BEGIN Task input

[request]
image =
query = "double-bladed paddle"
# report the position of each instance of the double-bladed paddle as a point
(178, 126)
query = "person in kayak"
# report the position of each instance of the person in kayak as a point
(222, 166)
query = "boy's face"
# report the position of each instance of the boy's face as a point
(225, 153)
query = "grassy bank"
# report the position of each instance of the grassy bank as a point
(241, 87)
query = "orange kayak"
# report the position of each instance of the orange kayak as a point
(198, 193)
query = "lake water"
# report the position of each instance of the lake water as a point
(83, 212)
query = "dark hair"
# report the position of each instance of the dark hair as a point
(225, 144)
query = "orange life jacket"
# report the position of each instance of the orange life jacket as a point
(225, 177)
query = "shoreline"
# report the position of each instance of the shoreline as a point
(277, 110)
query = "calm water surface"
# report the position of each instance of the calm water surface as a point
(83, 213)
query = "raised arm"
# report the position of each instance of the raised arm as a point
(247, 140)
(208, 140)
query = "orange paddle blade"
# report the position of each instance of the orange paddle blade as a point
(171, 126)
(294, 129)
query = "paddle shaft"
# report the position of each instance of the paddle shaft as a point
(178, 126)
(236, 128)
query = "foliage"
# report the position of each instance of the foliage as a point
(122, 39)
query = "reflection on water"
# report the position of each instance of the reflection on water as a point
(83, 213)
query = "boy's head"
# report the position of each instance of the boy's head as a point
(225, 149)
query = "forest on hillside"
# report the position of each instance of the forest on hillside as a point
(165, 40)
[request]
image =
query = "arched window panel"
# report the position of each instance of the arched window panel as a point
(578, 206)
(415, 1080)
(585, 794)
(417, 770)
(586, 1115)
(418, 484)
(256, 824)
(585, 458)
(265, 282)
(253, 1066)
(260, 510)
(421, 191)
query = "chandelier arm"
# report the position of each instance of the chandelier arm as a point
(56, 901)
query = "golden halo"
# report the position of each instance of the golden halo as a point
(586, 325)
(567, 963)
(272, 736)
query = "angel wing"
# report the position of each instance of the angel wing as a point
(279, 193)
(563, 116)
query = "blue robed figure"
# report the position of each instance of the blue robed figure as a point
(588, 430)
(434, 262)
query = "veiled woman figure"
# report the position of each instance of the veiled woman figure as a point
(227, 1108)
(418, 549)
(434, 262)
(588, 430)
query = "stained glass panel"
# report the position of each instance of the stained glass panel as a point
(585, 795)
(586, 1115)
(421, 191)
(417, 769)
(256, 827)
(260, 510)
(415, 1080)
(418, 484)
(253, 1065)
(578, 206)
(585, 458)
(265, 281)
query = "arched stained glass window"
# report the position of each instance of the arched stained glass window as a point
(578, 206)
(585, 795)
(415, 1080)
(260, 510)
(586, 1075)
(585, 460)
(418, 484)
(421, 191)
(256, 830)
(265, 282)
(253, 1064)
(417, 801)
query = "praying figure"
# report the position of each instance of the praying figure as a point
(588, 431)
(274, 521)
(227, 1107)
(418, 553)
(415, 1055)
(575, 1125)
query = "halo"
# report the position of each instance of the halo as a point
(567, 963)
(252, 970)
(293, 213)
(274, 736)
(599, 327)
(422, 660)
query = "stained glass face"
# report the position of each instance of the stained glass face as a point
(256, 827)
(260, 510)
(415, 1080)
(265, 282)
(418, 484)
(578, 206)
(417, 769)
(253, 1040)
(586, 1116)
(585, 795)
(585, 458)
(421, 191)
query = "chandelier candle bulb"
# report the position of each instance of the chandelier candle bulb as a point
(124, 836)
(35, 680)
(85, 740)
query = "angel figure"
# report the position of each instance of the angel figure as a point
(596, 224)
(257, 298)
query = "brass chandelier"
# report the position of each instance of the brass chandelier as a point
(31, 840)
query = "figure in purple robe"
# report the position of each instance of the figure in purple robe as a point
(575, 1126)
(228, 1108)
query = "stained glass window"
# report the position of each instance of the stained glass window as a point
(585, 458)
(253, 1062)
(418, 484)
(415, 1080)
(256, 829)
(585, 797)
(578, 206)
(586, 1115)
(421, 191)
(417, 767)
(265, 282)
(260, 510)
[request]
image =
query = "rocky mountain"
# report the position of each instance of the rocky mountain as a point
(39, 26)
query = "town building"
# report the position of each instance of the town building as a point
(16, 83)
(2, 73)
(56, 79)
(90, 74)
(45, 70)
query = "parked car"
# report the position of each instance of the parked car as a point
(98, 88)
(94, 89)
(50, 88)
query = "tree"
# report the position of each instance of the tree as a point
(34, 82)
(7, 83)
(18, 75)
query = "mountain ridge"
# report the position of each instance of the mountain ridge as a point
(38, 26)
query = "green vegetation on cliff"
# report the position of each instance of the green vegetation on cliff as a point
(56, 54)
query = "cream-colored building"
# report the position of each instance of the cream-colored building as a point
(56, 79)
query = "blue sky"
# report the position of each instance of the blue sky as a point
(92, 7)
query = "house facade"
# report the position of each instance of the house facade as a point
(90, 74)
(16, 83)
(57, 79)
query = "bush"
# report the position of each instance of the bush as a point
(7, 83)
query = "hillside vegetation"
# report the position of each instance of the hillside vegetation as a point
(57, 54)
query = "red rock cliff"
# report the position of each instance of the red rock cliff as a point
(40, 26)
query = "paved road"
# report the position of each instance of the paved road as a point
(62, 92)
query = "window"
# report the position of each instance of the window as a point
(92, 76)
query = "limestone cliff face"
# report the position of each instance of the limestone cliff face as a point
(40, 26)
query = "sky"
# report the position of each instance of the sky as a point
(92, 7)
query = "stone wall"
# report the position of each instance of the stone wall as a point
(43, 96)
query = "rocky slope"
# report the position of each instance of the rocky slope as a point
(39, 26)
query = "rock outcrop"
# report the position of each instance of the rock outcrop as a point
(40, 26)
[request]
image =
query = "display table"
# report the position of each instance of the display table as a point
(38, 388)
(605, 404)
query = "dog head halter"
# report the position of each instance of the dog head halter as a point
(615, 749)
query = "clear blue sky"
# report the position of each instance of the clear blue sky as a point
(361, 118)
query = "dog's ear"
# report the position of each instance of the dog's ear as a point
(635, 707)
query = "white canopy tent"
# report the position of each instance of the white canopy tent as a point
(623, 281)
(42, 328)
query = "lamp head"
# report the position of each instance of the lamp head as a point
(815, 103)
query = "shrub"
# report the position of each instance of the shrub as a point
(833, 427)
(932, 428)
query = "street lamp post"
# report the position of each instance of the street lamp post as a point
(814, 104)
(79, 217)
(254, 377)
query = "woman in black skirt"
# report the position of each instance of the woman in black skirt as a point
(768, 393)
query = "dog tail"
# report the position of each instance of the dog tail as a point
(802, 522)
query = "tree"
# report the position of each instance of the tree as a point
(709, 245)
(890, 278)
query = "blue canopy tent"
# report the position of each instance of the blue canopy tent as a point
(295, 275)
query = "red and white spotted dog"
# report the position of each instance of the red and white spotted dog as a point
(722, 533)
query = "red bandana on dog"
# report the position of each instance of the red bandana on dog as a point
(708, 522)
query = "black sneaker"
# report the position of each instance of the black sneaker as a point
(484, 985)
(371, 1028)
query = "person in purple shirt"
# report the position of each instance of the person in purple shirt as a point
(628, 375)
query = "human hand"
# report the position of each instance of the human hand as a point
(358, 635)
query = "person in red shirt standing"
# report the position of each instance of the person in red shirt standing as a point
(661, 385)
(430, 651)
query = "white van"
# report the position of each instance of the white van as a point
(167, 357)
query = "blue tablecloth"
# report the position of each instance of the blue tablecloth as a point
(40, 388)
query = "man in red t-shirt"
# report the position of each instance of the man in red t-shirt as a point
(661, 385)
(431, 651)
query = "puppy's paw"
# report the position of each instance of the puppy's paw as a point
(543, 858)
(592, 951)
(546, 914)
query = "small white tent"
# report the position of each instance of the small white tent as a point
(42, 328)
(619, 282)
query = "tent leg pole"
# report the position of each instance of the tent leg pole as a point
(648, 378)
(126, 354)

END Task input

Task directions -
List every line in the listing above that contains the string "black".

Output for this task -
query = "woman in black skirt"
# report the position of each instance of the woman in black skirt as a point
query = "black sneaker"
# report the position of each instance of the black sneaker as a point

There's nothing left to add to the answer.